(Stored items)

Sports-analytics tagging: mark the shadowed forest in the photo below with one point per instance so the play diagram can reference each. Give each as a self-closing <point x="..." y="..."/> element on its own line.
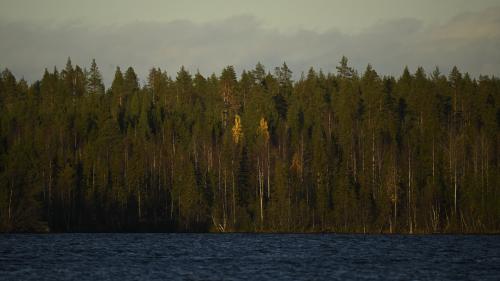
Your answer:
<point x="256" y="152"/>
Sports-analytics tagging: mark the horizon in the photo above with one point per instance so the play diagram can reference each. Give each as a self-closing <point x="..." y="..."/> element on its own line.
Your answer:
<point x="170" y="34"/>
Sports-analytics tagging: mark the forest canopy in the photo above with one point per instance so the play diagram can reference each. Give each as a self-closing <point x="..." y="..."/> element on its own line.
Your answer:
<point x="258" y="152"/>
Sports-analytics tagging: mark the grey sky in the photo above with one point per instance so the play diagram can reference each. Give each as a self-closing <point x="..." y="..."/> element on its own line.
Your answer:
<point x="207" y="35"/>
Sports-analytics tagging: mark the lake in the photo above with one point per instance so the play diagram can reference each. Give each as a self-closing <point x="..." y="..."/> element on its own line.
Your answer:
<point x="248" y="257"/>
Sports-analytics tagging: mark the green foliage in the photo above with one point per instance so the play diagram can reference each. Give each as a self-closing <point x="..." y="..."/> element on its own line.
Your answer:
<point x="330" y="152"/>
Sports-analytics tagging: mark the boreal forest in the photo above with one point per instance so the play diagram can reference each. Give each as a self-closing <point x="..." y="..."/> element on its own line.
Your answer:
<point x="257" y="151"/>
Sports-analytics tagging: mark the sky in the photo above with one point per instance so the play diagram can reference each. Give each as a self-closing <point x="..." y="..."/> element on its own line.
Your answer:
<point x="206" y="36"/>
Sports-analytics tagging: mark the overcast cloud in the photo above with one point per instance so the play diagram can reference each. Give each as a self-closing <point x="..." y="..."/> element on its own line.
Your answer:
<point x="469" y="40"/>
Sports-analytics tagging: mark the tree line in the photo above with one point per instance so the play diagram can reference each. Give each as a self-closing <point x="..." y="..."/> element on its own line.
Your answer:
<point x="332" y="152"/>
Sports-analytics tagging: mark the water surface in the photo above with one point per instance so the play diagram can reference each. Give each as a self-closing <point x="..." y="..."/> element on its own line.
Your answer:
<point x="248" y="257"/>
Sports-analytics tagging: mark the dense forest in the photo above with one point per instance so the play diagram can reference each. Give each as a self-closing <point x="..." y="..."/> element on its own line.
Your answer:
<point x="333" y="152"/>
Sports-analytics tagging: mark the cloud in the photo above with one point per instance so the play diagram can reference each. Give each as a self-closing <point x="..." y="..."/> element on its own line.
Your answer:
<point x="471" y="41"/>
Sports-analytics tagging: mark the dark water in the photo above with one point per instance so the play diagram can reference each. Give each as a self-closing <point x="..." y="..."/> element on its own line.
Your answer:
<point x="248" y="257"/>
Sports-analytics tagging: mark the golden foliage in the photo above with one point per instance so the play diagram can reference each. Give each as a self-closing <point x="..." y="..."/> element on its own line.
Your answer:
<point x="237" y="129"/>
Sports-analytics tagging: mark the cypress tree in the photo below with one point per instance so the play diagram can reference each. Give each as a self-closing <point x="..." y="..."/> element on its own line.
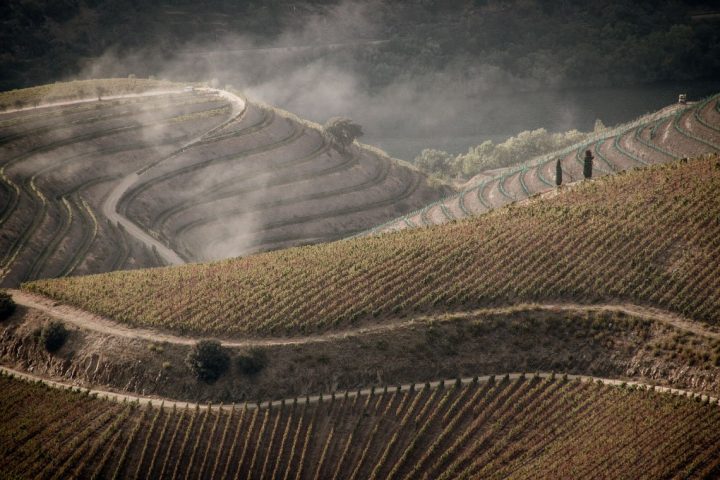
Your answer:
<point x="587" y="166"/>
<point x="558" y="173"/>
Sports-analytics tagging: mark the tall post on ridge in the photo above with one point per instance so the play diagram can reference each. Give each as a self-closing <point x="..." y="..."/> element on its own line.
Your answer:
<point x="587" y="165"/>
<point x="558" y="173"/>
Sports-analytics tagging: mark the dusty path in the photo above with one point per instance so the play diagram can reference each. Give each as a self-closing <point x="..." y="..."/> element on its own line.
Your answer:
<point x="109" y="207"/>
<point x="63" y="103"/>
<point x="89" y="321"/>
<point x="169" y="403"/>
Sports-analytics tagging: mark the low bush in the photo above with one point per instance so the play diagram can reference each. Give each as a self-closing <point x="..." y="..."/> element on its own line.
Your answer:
<point x="208" y="360"/>
<point x="53" y="336"/>
<point x="252" y="363"/>
<point x="7" y="305"/>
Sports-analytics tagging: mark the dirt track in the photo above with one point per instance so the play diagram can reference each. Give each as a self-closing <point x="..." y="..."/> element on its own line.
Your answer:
<point x="110" y="205"/>
<point x="169" y="404"/>
<point x="90" y="321"/>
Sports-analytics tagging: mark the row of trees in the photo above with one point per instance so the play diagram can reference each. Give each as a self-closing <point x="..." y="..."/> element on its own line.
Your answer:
<point x="488" y="155"/>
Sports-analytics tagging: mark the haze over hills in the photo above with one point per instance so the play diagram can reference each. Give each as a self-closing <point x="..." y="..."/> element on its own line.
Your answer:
<point x="672" y="133"/>
<point x="217" y="176"/>
<point x="645" y="237"/>
<point x="196" y="283"/>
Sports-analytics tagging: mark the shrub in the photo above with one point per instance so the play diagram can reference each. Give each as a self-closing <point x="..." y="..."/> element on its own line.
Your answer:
<point x="587" y="164"/>
<point x="342" y="131"/>
<point x="252" y="363"/>
<point x="208" y="360"/>
<point x="54" y="335"/>
<point x="558" y="173"/>
<point x="7" y="305"/>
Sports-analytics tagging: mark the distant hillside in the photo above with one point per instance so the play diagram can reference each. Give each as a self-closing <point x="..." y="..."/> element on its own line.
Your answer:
<point x="216" y="176"/>
<point x="647" y="237"/>
<point x="524" y="428"/>
<point x="669" y="134"/>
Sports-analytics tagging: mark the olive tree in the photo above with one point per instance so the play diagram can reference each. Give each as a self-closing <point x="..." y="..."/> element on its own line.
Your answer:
<point x="342" y="132"/>
<point x="208" y="360"/>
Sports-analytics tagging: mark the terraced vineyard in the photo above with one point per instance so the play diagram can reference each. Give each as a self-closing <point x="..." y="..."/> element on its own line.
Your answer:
<point x="247" y="178"/>
<point x="524" y="428"/>
<point x="670" y="134"/>
<point x="268" y="181"/>
<point x="649" y="237"/>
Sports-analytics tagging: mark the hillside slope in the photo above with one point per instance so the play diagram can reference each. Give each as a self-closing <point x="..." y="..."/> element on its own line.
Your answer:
<point x="670" y="134"/>
<point x="647" y="237"/>
<point x="215" y="177"/>
<point x="524" y="428"/>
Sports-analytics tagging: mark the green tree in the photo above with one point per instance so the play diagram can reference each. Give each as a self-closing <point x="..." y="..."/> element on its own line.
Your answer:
<point x="208" y="360"/>
<point x="342" y="131"/>
<point x="587" y="164"/>
<point x="558" y="173"/>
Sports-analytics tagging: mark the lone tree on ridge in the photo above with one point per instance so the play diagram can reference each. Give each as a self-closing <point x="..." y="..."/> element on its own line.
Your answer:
<point x="587" y="164"/>
<point x="342" y="131"/>
<point x="558" y="173"/>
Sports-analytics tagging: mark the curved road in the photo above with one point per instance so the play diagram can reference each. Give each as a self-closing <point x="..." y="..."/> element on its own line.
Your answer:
<point x="109" y="207"/>
<point x="169" y="403"/>
<point x="89" y="321"/>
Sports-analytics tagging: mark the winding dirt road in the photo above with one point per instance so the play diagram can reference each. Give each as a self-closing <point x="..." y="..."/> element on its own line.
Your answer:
<point x="109" y="207"/>
<point x="169" y="403"/>
<point x="89" y="321"/>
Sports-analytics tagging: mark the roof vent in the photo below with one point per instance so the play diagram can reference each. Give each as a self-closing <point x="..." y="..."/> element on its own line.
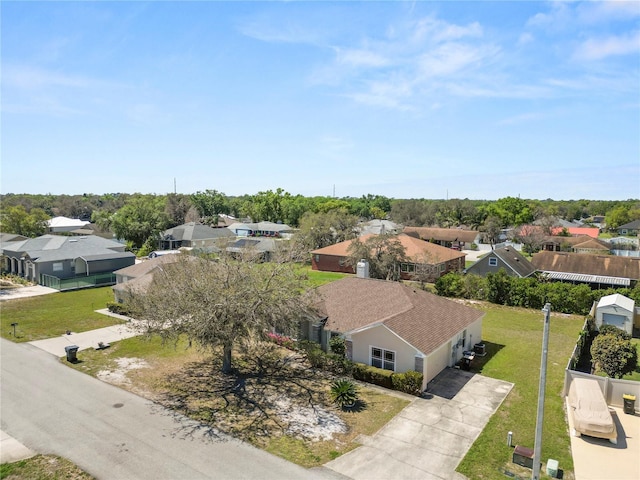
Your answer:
<point x="362" y="269"/>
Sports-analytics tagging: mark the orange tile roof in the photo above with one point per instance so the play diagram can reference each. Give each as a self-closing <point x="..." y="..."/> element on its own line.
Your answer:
<point x="415" y="249"/>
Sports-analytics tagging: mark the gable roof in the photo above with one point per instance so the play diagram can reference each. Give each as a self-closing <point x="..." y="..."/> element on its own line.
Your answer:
<point x="592" y="244"/>
<point x="635" y="225"/>
<point x="593" y="232"/>
<point x="442" y="234"/>
<point x="514" y="259"/>
<point x="65" y="222"/>
<point x="415" y="249"/>
<point x="603" y="265"/>
<point x="195" y="231"/>
<point x="422" y="319"/>
<point x="146" y="266"/>
<point x="50" y="248"/>
<point x="617" y="299"/>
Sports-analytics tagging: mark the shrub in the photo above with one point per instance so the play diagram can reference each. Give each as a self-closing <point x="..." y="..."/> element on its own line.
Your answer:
<point x="614" y="355"/>
<point x="337" y="345"/>
<point x="615" y="331"/>
<point x="408" y="382"/>
<point x="282" y="340"/>
<point x="377" y="376"/>
<point x="344" y="393"/>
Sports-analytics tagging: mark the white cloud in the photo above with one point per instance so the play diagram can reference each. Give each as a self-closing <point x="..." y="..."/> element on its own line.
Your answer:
<point x="600" y="48"/>
<point x="360" y="58"/>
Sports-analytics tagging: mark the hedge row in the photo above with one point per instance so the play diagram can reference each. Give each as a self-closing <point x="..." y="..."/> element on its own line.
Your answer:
<point x="502" y="289"/>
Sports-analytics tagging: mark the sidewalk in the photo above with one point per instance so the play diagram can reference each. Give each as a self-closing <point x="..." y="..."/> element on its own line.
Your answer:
<point x="90" y="339"/>
<point x="12" y="450"/>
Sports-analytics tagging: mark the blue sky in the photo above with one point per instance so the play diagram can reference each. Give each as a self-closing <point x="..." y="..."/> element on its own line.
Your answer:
<point x="476" y="99"/>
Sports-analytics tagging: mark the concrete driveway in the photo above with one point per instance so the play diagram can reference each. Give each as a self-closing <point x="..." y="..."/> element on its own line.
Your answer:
<point x="430" y="436"/>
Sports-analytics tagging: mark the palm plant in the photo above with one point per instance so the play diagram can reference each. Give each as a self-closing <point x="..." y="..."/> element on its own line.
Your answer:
<point x="344" y="393"/>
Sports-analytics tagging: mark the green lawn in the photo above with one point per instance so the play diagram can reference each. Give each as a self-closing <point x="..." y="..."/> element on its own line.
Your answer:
<point x="513" y="338"/>
<point x="50" y="315"/>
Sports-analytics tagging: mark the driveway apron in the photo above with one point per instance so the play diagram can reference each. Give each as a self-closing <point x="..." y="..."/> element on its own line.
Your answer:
<point x="430" y="436"/>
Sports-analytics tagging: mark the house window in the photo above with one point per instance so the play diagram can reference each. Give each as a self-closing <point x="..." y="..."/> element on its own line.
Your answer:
<point x="407" y="267"/>
<point x="382" y="358"/>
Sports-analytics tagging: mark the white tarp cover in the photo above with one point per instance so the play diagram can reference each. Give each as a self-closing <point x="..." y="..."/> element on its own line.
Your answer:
<point x="590" y="412"/>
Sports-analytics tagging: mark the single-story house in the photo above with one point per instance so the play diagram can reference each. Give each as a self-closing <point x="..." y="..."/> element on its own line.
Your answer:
<point x="456" y="238"/>
<point x="616" y="310"/>
<point x="599" y="271"/>
<point x="393" y="326"/>
<point x="192" y="235"/>
<point x="64" y="257"/>
<point x="11" y="237"/>
<point x="558" y="243"/>
<point x="262" y="246"/>
<point x="592" y="232"/>
<point x="379" y="227"/>
<point x="138" y="276"/>
<point x="261" y="229"/>
<point x="434" y="260"/>
<point x="631" y="228"/>
<point x="64" y="224"/>
<point x="592" y="247"/>
<point x="506" y="258"/>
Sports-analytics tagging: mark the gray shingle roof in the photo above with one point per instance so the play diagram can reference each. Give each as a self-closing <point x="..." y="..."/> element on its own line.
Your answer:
<point x="515" y="260"/>
<point x="50" y="248"/>
<point x="422" y="319"/>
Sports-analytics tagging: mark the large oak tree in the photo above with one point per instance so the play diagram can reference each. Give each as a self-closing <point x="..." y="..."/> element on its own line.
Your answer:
<point x="221" y="303"/>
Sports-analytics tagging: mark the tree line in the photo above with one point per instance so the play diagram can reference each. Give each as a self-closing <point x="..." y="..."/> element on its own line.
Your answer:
<point x="139" y="217"/>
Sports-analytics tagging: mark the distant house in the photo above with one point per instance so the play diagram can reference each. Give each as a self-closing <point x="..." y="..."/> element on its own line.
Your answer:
<point x="555" y="243"/>
<point x="11" y="237"/>
<point x="455" y="238"/>
<point x="192" y="235"/>
<point x="593" y="232"/>
<point x="631" y="228"/>
<point x="617" y="310"/>
<point x="138" y="276"/>
<point x="598" y="271"/>
<point x="261" y="229"/>
<point x="260" y="246"/>
<point x="506" y="258"/>
<point x="380" y="227"/>
<point x="64" y="224"/>
<point x="425" y="258"/>
<point x="392" y="326"/>
<point x="55" y="260"/>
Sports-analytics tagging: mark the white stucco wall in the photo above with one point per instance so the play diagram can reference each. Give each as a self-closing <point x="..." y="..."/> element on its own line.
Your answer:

## AIM OF THE TASK:
Each line of the entries above that includes "below" counts once; state how many such lines there are, with the number as the only answer.

## REPLY TO THE TASK:
3